### Records excerpted from a collection:
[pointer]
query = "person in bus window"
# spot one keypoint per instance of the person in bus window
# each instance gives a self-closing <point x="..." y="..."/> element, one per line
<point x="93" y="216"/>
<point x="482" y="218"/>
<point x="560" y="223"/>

### What to do:
Reproduce each entry above exactly, keeping every word.

### Expected answer:
[pointer]
query = "person in bus window"
# spot one keypoint per instance of the person in bus window
# each instance gives a self-closing <point x="..." y="..."/> element, one per line
<point x="93" y="216"/>
<point x="482" y="218"/>
<point x="560" y="223"/>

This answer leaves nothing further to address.